Serie di esercizi:
a - Ricopia il passo del brano sull'argomento del Proslogion che inizia con le parole contenenti "Insoddisfatto dai precedenti" e termina con "qualsiasi appoggio esterno.". Sostituisci "facoltà dialettica" con "facoltà razionale".
b - Rispondi a queste domande sul brano dedicato all'argomento del Proslogion:
(i) Con chi Anselmo intavola una conversazione fittizia?
(ii) In che modo la fede insegna a credere Dio, secondo Anselmo?
(iii) Quale frase pronuncia Anselmo a proposito del credere e del comprendere?

Brano di partenza:

L' argomento “unico” del Proslogion (discorso rivolto ad altri)
Insoddisfatto dai precedenti percorsi a motivo del loro strutturale
riferimento all'indagine fenomenologica, Anselmo cerca un argomento che si
qualifichi “unico” per la sua esaustività e per il proprio riferirsi unicamente
alla facoltà dialettica, a prescindere da qualsiasi appoggio esterno.
Coerentemente con la sua posizione di teologo dialettico, si impegna a formulare
un percorso argomentativo che renda ragione dell'essere di Dio esclusivamente
facendo appello alle risorse del pensiero.
Per fare ciò intavola una conversazione fittizia con l'insipiente del Salmo
XIII, il quale diceva “in cuor suo”, cioè nel proprio intimo pensiero, «Dio
non esiste».
Dopo avere ringraziato Dio per avere impresso nel suo intimo la sua immagine da
sottoporre ad indagine, Anselmo esprime a Dio il suo desiderio di comprenderlo
nella verità, che già con il cuore e con la mente dice di amare. Anche Anselmo
crede per comprendere e afferma: «Se non crederò, non comprenderò».
Ecco allora l'argomento:
La fede, dice Anselmo, insegna a credere Dio come id quo maius cogitari
nequit (ciò di cui non si può pensare il maggiore). Ora, anche l'insipiente, pur professando la non
esistenza di Dio, quando sente con l'orecchio l'espressione “ciò di cui
non si può pensare il maggiore” ne capisce il significato: il significato dei
singoli termini usati in quell'espressione, infatti, gli è noto e, pertanto, gli
è noto anche il significato globale. Altro, tuttavia, è l'essere
nell'intelletto, a livello di comprensione, altro è il comprendere l'essere in
natura, a livello di esistenza. Ma “ciò di cui non si può pensare il maggiore”

(Elementi tratti da un dataset)
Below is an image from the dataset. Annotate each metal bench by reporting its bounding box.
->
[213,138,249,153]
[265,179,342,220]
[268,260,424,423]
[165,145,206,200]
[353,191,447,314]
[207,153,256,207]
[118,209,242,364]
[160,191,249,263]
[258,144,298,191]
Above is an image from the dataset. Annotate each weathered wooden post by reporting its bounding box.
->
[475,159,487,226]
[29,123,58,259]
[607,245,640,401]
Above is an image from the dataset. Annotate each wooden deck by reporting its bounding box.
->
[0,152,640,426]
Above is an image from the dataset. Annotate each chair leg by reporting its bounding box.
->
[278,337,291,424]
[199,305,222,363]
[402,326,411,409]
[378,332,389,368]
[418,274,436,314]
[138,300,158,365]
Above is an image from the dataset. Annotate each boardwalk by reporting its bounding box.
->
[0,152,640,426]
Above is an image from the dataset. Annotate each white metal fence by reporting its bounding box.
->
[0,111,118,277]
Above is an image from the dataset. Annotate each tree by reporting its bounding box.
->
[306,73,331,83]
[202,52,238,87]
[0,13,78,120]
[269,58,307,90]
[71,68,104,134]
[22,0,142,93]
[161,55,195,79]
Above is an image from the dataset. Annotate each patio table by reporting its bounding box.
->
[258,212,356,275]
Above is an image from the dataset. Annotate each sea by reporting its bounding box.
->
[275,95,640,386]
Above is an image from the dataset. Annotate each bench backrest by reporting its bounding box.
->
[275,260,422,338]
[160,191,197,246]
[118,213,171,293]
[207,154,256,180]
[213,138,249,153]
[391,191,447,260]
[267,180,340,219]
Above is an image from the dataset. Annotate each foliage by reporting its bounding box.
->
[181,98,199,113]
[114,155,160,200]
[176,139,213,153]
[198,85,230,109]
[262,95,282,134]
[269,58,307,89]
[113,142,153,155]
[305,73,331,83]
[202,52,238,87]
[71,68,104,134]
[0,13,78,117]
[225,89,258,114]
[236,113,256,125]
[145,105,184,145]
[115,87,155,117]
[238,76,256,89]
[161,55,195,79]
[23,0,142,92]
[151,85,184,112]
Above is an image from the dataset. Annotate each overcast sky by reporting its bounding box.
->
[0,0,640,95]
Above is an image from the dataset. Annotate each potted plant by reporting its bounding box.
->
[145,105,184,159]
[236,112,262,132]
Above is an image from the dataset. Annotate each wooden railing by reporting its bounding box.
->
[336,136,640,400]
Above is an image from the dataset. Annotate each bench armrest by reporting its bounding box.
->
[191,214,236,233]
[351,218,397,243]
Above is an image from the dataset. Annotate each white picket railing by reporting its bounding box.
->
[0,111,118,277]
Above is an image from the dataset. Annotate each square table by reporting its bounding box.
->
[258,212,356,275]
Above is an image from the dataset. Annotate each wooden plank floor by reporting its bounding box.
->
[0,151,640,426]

Risposte agli esercizi:
a -
Insoddisfatto dai precedenti percorsi a motivo del loro strutturale
riferimento all'indagine fenomenologica, Anselmo cerca un argomento che si
qualifichi “unico” per la sua esaustività e per il proprio riferirsi unicamente
alla facoltà razionale, a prescindere da qualsiasi appoggio esterno.

b -
(i) Con l'insipiente del Salmo XIII.
(ii) Come id quo maius cogitari nequit, cioè ciò di cui non si può pensare il maggiore.
(iii) «Se non crederò, non comprenderò».